╔══
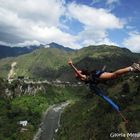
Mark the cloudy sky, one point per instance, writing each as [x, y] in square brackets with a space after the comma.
[72, 23]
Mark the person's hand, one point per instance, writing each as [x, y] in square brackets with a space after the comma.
[70, 62]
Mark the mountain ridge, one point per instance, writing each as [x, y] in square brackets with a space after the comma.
[51, 63]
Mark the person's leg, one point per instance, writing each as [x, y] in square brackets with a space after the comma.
[115, 74]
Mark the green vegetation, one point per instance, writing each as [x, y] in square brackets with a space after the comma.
[51, 63]
[93, 119]
[30, 108]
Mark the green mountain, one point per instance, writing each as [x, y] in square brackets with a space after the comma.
[51, 63]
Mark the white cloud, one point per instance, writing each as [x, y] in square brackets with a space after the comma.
[96, 24]
[133, 42]
[34, 21]
[27, 43]
[96, 18]
[112, 1]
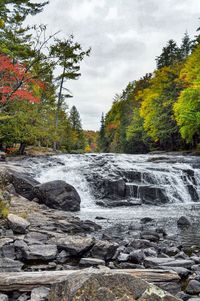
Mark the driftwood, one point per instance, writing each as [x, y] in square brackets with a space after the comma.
[26, 281]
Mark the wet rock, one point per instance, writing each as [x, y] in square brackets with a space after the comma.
[150, 235]
[17, 224]
[151, 262]
[183, 221]
[24, 185]
[104, 249]
[87, 262]
[40, 252]
[75, 245]
[58, 195]
[193, 287]
[114, 188]
[136, 256]
[141, 244]
[3, 297]
[152, 195]
[9, 265]
[40, 294]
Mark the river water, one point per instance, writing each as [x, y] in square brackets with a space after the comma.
[176, 175]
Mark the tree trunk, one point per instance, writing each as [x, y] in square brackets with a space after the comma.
[22, 148]
[55, 144]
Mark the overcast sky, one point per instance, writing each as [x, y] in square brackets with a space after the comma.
[125, 37]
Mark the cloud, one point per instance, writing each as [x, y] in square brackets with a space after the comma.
[125, 37]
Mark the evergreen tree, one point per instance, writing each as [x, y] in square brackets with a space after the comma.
[102, 137]
[170, 55]
[78, 139]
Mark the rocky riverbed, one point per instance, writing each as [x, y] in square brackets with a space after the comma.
[39, 239]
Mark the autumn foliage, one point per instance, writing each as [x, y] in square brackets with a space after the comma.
[17, 83]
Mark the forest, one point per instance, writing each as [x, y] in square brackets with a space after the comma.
[161, 110]
[34, 70]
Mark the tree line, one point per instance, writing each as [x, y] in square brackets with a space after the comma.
[161, 110]
[34, 70]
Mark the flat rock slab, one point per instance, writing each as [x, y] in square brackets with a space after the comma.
[89, 284]
[25, 281]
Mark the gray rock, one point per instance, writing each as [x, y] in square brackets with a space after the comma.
[9, 265]
[183, 221]
[24, 185]
[40, 293]
[87, 262]
[75, 245]
[151, 262]
[136, 256]
[150, 235]
[18, 224]
[58, 195]
[3, 297]
[104, 249]
[193, 287]
[40, 252]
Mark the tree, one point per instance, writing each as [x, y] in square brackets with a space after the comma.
[78, 139]
[102, 138]
[16, 83]
[67, 54]
[170, 55]
[187, 107]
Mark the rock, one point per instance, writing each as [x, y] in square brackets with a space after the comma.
[152, 262]
[183, 221]
[40, 294]
[40, 252]
[3, 297]
[146, 220]
[58, 195]
[114, 188]
[152, 195]
[141, 244]
[87, 262]
[18, 224]
[136, 256]
[75, 245]
[193, 287]
[24, 185]
[150, 235]
[107, 287]
[104, 249]
[10, 265]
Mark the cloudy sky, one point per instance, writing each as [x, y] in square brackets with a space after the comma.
[125, 37]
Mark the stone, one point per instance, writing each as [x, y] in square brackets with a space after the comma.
[24, 185]
[150, 235]
[40, 293]
[3, 297]
[183, 221]
[87, 262]
[40, 252]
[104, 249]
[58, 195]
[152, 262]
[136, 256]
[75, 245]
[18, 224]
[193, 287]
[10, 265]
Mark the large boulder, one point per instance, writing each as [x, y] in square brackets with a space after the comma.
[58, 195]
[18, 224]
[107, 287]
[24, 185]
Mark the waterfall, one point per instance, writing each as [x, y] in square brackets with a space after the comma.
[172, 178]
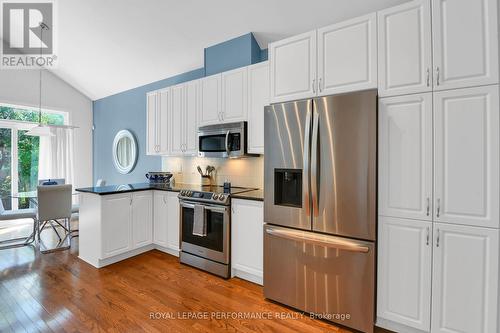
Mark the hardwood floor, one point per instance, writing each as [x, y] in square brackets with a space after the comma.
[59, 292]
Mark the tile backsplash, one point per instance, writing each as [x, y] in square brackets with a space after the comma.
[246, 172]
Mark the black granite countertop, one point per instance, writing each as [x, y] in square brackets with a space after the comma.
[256, 195]
[124, 188]
[251, 194]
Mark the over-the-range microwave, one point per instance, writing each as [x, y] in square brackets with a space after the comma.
[223, 140]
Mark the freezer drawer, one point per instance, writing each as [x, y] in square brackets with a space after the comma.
[333, 277]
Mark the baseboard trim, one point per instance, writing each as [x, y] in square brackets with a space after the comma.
[249, 274]
[396, 327]
[123, 256]
[167, 250]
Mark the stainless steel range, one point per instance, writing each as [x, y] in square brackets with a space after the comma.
[206, 228]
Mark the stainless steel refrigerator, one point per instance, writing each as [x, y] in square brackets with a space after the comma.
[320, 206]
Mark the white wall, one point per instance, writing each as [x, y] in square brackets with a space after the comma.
[20, 87]
[246, 172]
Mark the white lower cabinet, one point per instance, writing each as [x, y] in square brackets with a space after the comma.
[465, 279]
[247, 245]
[404, 272]
[126, 222]
[463, 283]
[142, 219]
[117, 224]
[166, 221]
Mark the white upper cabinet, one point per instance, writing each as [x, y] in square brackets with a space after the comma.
[404, 272]
[404, 49]
[258, 98]
[211, 100]
[142, 219]
[405, 156]
[192, 107]
[465, 43]
[158, 120]
[467, 156]
[177, 123]
[347, 56]
[151, 121]
[465, 279]
[293, 67]
[163, 122]
[234, 95]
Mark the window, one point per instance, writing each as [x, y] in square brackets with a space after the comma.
[19, 152]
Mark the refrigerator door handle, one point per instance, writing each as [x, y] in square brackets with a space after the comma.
[305, 176]
[317, 239]
[314, 164]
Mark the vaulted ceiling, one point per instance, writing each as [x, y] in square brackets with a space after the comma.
[108, 46]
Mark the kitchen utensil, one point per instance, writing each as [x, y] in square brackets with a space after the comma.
[159, 177]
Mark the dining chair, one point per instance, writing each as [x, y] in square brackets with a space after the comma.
[54, 206]
[17, 214]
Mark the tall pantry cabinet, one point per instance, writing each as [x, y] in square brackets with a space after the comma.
[439, 147]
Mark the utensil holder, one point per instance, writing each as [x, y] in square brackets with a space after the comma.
[206, 180]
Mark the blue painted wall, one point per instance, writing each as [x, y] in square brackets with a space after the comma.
[127, 110]
[234, 53]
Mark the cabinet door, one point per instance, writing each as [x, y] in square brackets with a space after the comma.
[234, 95]
[210, 100]
[405, 156]
[465, 279]
[173, 220]
[142, 219]
[465, 43]
[347, 56]
[404, 272]
[247, 221]
[404, 49]
[117, 226]
[177, 124]
[151, 124]
[466, 135]
[163, 129]
[192, 106]
[160, 218]
[258, 97]
[293, 68]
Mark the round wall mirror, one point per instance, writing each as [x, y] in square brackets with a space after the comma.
[124, 151]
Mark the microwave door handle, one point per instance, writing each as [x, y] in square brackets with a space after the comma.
[320, 240]
[227, 143]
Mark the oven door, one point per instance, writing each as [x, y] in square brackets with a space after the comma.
[223, 143]
[213, 246]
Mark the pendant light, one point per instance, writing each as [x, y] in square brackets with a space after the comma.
[43, 129]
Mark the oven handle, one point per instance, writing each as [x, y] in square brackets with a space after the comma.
[220, 209]
[227, 143]
[321, 240]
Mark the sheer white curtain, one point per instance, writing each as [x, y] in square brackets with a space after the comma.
[56, 155]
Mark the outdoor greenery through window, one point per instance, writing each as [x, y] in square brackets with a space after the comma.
[19, 152]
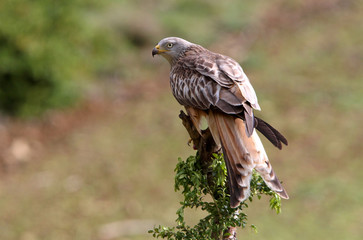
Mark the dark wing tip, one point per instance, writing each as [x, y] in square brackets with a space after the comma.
[274, 136]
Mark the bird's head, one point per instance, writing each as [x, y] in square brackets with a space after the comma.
[170, 48]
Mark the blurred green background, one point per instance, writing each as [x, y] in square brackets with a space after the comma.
[89, 130]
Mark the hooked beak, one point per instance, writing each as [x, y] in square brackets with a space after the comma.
[157, 50]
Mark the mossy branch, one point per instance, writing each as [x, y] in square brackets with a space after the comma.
[206, 174]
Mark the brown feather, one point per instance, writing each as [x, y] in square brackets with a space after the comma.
[242, 154]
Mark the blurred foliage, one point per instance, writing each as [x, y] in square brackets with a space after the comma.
[304, 60]
[196, 187]
[45, 48]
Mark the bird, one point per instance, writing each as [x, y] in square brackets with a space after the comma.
╚══
WHAT THE EXERCISE ASKS –
Each line from the one containing "Mark the bird's" to the final line above should be written out exactly; please omit the others.

COMPLETED EXERCISE –
Mark the bird's head, one point per instance, writing each as [x, y] in square brackets with a space after the comma.
[170, 48]
Mark the blurred green background, one point per instance, writing each as [x, y] in square brackets with a space after the comma.
[89, 130]
Mark the hooked beak, one point per instance, writing each as [x, y] in square brackets with a space after the comma.
[157, 50]
Mark the mossy branch, one point per instance, writing each as [x, y] in square brackets with a space after the comma.
[206, 174]
Mark the brown feather, one point per instance, writing each as [x, y] in square brackets with a space after the comma.
[242, 154]
Mark the blurred foliage, one point per instance, writing each as [x, y] in square brackets with a space after the comma.
[304, 60]
[196, 187]
[45, 48]
Mark the bird, one point per instance, writing each as [x, y] in square brackets with a space after the comma.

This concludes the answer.